**INPUT RECORDS**:

========================================================================

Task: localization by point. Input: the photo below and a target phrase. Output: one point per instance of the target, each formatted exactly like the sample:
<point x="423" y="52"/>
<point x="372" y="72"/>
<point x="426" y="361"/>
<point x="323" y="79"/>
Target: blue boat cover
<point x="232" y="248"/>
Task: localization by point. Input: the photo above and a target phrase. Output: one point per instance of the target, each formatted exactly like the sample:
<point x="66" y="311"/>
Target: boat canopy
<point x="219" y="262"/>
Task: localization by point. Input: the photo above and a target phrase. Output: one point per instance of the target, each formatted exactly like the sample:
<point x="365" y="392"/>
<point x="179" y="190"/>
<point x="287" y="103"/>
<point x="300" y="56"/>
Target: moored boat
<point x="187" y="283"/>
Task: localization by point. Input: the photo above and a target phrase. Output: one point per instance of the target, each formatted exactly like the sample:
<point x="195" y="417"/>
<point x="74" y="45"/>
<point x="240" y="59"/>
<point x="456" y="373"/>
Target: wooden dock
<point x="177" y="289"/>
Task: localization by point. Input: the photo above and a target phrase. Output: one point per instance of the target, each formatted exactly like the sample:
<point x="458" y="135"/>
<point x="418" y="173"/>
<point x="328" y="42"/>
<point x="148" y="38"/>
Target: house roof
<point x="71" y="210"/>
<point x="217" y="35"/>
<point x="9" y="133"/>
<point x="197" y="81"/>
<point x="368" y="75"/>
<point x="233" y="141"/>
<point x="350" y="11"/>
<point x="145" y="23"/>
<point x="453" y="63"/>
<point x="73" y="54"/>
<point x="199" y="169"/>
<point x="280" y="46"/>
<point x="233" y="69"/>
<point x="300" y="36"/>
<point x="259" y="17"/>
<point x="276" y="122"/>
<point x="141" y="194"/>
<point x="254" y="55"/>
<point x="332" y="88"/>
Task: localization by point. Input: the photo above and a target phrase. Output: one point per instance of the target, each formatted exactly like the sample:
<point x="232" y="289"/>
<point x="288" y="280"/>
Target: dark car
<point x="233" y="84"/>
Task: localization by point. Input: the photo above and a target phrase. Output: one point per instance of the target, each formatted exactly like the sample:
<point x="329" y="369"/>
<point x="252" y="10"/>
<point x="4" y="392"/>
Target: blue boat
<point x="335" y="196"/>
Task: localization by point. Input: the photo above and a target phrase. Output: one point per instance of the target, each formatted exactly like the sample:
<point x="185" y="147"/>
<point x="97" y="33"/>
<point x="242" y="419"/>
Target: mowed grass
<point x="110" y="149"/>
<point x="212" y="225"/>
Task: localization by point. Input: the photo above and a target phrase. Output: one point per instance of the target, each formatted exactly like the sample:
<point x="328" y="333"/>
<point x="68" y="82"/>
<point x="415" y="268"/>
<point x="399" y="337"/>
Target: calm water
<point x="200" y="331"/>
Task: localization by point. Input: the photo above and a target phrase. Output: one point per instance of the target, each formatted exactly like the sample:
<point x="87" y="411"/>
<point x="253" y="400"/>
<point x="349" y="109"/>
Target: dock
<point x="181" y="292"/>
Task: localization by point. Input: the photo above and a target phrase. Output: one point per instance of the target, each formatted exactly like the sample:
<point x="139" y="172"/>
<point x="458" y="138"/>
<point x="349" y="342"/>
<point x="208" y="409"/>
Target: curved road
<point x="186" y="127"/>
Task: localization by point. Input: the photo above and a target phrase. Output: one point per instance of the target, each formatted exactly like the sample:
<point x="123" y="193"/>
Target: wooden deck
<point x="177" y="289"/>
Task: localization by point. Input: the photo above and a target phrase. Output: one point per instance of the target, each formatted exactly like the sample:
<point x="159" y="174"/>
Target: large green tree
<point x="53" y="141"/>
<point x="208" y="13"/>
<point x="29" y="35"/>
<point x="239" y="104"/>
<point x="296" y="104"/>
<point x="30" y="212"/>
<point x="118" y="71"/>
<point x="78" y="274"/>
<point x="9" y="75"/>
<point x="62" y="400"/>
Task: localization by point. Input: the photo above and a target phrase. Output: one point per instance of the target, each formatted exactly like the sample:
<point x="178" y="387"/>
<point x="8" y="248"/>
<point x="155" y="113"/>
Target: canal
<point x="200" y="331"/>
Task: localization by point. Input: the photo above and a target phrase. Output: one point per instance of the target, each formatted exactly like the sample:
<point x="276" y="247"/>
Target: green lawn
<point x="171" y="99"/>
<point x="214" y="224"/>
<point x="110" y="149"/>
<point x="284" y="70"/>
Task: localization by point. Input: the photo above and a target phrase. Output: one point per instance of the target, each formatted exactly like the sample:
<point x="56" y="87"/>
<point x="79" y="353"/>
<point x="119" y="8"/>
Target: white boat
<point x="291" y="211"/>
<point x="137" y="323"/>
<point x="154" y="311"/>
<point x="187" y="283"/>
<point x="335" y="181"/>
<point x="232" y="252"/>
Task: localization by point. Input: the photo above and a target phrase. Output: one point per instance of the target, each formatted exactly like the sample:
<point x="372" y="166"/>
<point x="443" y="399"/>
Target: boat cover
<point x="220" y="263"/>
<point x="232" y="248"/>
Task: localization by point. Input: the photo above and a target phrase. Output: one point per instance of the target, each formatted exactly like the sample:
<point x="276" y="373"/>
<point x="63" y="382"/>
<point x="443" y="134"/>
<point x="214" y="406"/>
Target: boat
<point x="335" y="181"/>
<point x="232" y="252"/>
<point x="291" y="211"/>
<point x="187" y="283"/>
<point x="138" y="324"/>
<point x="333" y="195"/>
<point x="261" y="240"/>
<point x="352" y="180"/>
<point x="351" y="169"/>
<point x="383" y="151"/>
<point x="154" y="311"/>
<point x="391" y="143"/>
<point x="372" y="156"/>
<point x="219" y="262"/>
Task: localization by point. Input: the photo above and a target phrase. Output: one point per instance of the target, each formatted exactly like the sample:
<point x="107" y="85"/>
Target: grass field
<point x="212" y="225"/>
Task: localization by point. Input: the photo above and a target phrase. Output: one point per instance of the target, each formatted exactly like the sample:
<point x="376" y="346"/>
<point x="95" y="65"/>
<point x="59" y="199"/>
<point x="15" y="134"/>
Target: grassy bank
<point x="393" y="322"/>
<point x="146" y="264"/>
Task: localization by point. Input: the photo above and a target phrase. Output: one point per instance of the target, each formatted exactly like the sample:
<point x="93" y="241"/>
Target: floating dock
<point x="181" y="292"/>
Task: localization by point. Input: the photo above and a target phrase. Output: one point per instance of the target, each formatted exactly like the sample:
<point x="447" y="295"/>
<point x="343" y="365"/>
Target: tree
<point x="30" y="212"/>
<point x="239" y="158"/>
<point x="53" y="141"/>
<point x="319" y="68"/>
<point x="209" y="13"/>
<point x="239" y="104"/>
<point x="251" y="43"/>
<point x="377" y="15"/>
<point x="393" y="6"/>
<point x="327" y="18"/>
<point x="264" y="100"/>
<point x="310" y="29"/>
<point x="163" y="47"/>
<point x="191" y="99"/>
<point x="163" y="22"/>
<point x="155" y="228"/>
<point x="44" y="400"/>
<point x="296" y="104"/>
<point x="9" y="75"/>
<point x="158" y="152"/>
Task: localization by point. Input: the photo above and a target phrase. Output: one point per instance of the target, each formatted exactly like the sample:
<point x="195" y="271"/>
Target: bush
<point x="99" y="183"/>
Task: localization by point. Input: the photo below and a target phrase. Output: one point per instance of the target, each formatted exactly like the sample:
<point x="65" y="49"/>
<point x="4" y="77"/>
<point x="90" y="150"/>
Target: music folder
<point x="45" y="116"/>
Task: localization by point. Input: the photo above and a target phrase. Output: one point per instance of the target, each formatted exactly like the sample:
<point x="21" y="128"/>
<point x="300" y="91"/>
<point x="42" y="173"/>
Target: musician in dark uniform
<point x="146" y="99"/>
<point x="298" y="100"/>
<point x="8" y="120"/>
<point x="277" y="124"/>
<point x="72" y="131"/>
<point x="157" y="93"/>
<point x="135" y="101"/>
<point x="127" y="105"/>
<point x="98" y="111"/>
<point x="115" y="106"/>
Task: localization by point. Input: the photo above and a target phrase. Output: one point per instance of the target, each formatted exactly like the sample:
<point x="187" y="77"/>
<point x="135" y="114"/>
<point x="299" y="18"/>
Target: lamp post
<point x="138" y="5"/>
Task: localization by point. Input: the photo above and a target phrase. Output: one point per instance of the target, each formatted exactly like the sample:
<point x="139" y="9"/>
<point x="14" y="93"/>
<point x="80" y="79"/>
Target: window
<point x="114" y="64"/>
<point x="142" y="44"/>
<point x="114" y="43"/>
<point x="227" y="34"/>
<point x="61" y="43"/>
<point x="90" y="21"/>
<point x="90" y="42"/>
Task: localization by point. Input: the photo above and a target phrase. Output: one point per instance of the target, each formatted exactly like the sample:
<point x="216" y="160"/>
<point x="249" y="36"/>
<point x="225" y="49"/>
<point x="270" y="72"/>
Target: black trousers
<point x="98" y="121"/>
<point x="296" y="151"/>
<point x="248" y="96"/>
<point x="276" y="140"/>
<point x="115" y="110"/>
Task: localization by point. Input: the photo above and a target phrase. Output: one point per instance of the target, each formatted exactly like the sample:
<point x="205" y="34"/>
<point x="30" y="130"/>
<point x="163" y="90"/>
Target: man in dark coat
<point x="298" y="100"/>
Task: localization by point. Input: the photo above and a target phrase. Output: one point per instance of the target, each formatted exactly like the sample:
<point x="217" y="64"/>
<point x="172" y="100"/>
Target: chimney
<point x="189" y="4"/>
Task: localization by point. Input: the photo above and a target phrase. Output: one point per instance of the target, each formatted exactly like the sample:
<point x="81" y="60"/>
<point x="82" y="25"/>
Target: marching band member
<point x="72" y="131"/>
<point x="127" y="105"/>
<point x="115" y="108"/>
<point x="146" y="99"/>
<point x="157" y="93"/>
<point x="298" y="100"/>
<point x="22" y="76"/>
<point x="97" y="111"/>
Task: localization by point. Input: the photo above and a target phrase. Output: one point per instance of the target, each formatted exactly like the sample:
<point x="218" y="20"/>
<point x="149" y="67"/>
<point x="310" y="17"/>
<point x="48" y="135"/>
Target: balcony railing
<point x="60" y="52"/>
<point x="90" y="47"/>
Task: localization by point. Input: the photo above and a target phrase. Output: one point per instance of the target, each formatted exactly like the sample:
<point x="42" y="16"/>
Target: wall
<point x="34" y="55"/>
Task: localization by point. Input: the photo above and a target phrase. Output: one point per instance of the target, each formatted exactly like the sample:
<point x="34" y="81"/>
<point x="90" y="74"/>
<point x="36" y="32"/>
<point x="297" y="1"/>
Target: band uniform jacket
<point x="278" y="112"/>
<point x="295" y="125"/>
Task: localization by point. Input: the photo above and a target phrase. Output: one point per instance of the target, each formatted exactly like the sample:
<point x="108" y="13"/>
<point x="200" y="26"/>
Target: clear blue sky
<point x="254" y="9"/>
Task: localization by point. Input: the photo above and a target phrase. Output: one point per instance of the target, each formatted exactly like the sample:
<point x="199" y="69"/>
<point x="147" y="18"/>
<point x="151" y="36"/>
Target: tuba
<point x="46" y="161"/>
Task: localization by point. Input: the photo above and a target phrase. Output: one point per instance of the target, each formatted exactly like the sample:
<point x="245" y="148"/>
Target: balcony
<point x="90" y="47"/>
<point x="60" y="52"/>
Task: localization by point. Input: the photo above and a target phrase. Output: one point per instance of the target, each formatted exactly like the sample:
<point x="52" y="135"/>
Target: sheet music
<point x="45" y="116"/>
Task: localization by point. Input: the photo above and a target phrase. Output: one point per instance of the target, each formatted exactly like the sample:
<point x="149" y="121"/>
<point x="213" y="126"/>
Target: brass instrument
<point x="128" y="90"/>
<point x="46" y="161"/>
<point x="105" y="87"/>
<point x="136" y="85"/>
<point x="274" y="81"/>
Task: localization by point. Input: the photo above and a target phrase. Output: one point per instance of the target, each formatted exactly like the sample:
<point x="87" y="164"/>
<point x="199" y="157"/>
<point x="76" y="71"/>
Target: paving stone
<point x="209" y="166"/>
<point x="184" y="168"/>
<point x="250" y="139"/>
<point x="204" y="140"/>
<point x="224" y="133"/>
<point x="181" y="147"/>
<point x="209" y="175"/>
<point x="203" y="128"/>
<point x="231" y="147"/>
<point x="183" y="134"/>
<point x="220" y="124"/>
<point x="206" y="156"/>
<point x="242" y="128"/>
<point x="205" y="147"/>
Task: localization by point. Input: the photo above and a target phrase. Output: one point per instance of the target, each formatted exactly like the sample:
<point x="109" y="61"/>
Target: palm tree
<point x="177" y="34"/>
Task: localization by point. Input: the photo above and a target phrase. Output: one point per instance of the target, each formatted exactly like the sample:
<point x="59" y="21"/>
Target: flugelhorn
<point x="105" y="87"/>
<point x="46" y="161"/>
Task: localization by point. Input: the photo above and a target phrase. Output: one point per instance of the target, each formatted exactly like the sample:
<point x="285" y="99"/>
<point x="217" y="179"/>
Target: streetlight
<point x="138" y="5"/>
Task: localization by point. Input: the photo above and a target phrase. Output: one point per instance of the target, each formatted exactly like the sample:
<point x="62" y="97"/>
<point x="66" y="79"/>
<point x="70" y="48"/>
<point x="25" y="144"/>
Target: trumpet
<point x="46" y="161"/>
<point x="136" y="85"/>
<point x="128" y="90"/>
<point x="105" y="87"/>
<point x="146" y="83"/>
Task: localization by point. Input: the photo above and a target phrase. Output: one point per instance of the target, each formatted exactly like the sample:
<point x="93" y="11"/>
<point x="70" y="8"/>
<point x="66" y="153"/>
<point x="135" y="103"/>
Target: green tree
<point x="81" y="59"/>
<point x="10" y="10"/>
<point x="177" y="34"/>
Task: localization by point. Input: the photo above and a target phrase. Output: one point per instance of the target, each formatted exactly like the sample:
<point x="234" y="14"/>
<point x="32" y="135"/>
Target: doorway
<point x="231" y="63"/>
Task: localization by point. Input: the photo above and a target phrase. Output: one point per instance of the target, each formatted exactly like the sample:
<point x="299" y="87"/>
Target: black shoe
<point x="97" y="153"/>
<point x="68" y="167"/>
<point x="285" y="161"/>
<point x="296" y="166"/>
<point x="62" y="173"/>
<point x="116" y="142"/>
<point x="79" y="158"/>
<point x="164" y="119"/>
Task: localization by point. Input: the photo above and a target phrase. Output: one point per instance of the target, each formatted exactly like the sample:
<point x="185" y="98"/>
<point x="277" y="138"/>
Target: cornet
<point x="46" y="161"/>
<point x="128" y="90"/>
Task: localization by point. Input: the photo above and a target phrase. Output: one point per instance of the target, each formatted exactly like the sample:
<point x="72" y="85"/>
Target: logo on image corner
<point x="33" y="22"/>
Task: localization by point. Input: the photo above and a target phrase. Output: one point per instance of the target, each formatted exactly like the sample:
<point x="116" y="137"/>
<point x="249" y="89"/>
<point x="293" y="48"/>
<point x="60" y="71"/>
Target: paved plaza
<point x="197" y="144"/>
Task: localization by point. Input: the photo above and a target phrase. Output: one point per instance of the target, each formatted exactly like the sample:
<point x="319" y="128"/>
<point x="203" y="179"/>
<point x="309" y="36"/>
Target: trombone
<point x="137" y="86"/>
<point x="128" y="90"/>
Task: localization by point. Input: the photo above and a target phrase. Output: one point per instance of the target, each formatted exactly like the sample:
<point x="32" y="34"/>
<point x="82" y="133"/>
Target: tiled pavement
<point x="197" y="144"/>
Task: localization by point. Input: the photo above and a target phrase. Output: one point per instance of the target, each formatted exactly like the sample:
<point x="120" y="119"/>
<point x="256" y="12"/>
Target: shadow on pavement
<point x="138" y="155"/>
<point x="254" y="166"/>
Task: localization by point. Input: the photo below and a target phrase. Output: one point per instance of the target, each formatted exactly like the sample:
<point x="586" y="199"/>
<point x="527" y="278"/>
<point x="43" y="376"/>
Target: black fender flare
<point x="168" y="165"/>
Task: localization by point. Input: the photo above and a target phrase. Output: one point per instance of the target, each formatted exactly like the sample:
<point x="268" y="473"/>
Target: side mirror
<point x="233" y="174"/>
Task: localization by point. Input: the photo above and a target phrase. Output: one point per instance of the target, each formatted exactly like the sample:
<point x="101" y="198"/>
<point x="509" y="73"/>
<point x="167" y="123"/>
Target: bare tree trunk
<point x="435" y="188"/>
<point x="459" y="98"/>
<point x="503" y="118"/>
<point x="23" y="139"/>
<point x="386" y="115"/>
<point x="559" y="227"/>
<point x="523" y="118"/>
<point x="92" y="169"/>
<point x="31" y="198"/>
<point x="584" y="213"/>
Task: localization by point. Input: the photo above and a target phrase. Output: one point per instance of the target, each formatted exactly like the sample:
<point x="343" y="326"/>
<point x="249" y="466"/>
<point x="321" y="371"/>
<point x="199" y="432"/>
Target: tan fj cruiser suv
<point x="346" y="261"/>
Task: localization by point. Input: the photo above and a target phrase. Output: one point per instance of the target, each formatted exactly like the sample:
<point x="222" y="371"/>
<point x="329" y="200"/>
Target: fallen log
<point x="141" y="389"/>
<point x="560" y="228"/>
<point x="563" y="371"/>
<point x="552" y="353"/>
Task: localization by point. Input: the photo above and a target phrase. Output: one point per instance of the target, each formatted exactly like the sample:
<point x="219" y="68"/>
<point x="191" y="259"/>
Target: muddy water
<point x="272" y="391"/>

========================================================================

**WHAT YOU HAVE TO DO**: Return each line from the listing above that contains the string "blue".

**ANSWER FOR THIS EXERCISE**:
Target: blue boat cover
Target: blue boat
Target: clear blue sky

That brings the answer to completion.